▶ _EXERCISE SET_
1/ In the article on the OPEC meeting, by how much had oil prices risen in New York since their 12-year low in February?
2/ Output the stretch of the article on the OPEC meeting from "OPEC ministers gathering" through "February, Bloomberg reported.".
3/ Pick up the article on the OPEC meeting in Vienna after its last sentence and continue writing it.

OPEC: Market Moving in Right Direction
OPEC: Market Moving in Right Direction

OPEC ministers gathering in Vienna for the group’s biannual meeting said the oil market is moving in the right direction, as a supply glut appears to be dissipating.

“From the beginning of the year until now, the market has been correcting itself upward,” UAE Oil Minister Suhail al Mazrouei told reporters in Vienna. “The market will fix itself to a price that is fair to the consumers and to the producers.”

Those comments, echoed by his Nigerian counterpart, suggest renewed optimism among producers after oil prices rose more than 85% in New York since touching a 12-year low in February, Bloomberg reported.

There are still signs of division in the group, with Venezuelan Energy Minister Eulogio Del Pino saying on Wednesday the price recovery had more to do with unexpected supply disruptions than a successful OPEC strategy.

While Del Pino lamented the failure of the freeze agreement, which Saudi Arabia blocked because Iran refused to participate, he said unplanned disruptions in Canada, Nigeria and Kuwait had effectively capped crude production.

▶ _DATA SUPPLIED_

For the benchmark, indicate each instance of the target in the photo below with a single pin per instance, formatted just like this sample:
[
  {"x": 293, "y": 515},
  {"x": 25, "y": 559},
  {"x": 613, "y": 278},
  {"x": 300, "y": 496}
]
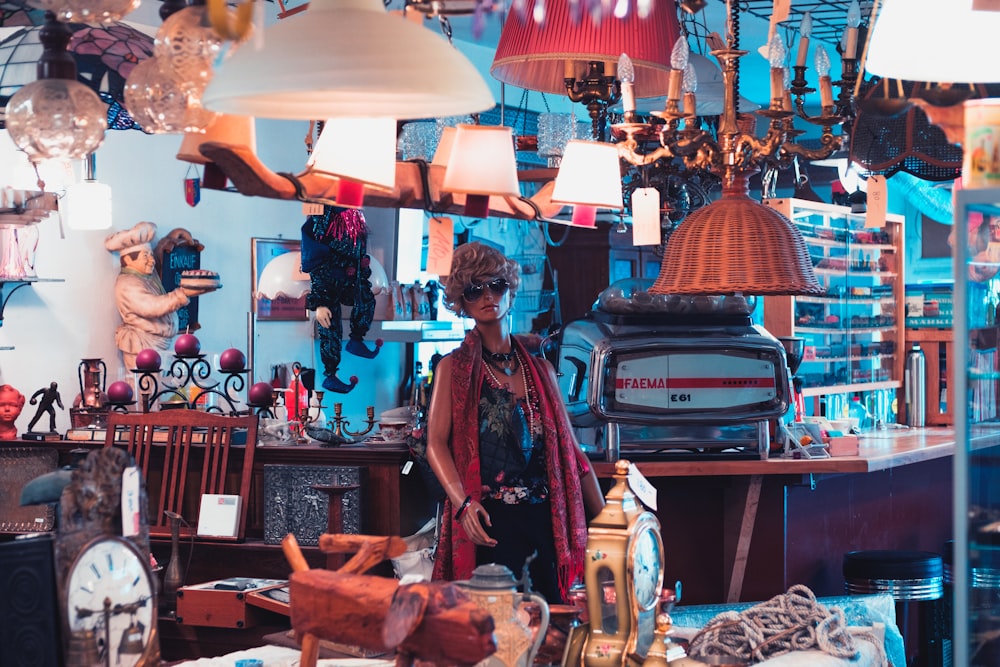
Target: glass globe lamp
[
  {"x": 190, "y": 44},
  {"x": 92, "y": 12},
  {"x": 162, "y": 103},
  {"x": 56, "y": 119}
]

▶ _REPLIES_
1/ More than 85%.

2/
OPEC ministers gathering in Vienna for the group’s biannual meeting said the oil market is moving in the right direction, as a supply glut appears to be dissipating.

“From the beginning of the year until now, the market has been correcting itself upward,” UAE Oil Minister Suhail al Mazrouei told reporters in Vienna. “The market will fix itself to a price that is fair to the consumers and to the producers.”

Those comments, echoed by his Nigerian counterpart, suggest renewed optimism among producers after oil prices rose more than 85% in New York since touching a 12-year low in February, Bloomberg reported.

3/
“If you take into account what happened in the last three or four months,” there has been a “de facto” freeze, Del Pino told reporters in Vienna on Wednesday. "More than 3 million barrels of daily production are out of the market."

"I think the market trends are better now” and the sense of urgency that spurred producers to mull an agreement to freeze production in April has dissipated, Emmanuel Ibe Kachikwu, Nigeria’s minister of state for petroleum resources, told reporters in Vienna.

While prices are moving “in the right direction, I think it needs more acceleration of the pace,” he said.

After two and a half years of oversupply, oil traders also see signs supply and demand are getting close to being in balance.

The IEA forecasts oil demand will increase this year by 1.2 million barrels a day, while Dunand said growth is likely to top 1.5 million, perhaps rising as high as 1.8 million.